**WHAT IS NEEDED**
The lines to repeat run from the one containing "the window glass" through the last line of the records below; repeat them exactly and give nothing more.

**AVAILABLE DATA**

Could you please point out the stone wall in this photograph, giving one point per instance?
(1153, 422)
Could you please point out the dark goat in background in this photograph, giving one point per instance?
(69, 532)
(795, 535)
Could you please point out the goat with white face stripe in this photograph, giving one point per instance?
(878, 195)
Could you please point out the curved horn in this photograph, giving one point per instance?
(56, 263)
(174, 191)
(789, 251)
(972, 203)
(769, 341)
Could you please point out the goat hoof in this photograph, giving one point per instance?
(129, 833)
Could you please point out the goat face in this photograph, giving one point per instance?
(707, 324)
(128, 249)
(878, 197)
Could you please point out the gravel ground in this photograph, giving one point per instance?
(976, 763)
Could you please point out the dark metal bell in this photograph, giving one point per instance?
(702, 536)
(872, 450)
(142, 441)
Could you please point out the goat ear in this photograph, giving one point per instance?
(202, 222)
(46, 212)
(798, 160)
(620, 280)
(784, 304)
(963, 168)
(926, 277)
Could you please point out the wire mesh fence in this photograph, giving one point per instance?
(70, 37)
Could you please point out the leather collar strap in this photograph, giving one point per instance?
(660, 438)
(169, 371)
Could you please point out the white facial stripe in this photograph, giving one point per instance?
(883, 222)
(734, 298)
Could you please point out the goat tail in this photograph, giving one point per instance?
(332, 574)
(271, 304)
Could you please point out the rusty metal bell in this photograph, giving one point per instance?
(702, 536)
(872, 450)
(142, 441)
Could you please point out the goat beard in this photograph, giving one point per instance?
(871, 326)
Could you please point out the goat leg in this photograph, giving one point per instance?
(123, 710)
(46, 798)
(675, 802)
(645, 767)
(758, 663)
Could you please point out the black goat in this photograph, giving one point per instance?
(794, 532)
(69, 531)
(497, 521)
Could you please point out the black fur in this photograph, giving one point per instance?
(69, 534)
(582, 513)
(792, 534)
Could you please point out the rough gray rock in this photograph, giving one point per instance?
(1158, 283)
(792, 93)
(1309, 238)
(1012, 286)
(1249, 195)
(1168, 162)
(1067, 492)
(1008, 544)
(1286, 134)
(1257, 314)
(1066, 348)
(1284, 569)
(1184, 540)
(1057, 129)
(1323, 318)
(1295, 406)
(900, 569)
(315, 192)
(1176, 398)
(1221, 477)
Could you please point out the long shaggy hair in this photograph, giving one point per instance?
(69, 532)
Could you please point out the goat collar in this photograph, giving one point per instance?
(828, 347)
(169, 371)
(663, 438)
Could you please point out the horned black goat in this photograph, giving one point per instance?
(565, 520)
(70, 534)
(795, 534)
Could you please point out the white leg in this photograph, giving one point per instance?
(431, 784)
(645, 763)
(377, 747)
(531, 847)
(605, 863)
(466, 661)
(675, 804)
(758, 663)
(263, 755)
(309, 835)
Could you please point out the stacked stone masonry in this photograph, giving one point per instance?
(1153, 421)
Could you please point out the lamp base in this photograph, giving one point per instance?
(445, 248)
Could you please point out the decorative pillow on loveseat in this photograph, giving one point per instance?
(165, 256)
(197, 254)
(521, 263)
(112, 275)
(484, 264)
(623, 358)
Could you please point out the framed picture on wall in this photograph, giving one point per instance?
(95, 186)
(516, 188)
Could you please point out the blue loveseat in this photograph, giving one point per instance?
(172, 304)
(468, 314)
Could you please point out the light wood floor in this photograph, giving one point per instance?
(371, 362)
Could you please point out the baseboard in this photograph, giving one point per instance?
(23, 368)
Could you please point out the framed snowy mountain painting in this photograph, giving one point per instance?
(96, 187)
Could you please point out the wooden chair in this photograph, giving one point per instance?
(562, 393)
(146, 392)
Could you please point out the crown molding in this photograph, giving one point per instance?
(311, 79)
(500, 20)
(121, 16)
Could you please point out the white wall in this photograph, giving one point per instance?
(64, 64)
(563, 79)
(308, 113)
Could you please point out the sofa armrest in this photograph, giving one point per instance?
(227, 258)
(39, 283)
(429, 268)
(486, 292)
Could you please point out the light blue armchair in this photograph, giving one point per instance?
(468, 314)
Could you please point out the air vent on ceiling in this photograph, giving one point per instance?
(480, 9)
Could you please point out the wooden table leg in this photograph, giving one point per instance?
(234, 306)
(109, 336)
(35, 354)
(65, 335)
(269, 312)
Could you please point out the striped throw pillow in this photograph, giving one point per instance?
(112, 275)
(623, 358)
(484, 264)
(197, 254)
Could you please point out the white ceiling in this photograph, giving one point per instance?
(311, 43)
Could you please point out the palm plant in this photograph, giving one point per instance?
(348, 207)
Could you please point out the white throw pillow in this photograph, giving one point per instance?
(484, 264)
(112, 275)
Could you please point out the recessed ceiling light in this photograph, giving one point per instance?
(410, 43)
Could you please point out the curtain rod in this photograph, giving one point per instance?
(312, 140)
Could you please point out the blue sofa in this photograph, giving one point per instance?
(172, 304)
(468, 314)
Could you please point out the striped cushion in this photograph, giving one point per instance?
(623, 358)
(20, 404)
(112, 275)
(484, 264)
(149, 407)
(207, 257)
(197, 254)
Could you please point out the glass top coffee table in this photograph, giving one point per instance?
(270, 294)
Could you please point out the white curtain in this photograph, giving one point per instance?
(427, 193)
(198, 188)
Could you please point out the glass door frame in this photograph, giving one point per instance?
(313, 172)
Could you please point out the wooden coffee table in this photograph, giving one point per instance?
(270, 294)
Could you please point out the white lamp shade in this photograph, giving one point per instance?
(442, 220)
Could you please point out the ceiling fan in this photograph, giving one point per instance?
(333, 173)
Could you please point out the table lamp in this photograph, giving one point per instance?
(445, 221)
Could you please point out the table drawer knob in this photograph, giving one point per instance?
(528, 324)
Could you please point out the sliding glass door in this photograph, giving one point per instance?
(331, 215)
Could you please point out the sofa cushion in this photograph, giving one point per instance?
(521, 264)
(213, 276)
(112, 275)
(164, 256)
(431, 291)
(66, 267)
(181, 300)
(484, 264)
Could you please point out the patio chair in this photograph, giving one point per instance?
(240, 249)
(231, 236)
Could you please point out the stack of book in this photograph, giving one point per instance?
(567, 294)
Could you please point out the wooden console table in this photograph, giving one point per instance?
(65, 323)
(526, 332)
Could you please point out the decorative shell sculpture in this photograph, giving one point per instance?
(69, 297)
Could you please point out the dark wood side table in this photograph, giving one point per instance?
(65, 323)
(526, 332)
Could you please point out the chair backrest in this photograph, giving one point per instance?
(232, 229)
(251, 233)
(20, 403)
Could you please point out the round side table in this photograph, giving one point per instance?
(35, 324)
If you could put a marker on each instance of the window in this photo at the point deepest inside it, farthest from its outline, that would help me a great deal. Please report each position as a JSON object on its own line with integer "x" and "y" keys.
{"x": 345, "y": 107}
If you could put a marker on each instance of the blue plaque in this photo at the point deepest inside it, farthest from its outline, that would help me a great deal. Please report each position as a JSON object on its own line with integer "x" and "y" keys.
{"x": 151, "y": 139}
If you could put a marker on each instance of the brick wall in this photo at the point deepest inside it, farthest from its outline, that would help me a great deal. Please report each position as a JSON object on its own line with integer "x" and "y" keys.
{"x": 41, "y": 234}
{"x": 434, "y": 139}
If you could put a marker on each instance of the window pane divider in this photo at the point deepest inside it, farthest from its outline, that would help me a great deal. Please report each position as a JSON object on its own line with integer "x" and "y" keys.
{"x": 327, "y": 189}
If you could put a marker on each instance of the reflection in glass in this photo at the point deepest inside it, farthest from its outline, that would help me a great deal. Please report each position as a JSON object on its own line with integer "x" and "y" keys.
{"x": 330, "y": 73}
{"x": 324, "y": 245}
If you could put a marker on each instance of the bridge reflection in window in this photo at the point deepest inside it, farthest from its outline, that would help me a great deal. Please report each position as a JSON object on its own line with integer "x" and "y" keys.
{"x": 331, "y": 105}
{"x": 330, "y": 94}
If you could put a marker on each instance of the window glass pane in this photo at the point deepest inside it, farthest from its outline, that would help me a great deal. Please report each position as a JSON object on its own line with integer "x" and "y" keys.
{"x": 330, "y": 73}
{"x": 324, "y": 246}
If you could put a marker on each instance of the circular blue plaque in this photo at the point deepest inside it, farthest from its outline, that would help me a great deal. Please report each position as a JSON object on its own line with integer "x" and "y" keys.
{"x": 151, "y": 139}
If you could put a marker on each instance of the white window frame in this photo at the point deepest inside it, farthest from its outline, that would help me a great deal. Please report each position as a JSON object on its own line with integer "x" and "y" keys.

**EXERCISE OUTPUT**
If you could put a marker on each instance of the window glass pane in this photo at the point deepest inside it, farthest from its outline, that would help me a great deal. Please report each position as a JSON object on its own line with integer "x" and "y" keys.
{"x": 330, "y": 73}
{"x": 324, "y": 246}
If you could put a marker on each instance of the circular blue plaque in this photo at the point deepest inside it, farthest from its outline, that would help me a great deal. Please report each position as a JSON object on its own line with integer "x" and "y" keys.
{"x": 151, "y": 139}
If you could put a marker on each instance of the white window frame in this photo at the point deepest inside it, farthest from its outline, that would help me a great deal. Please report each position as a JSON object on its own line with integer "x" and "y" keys.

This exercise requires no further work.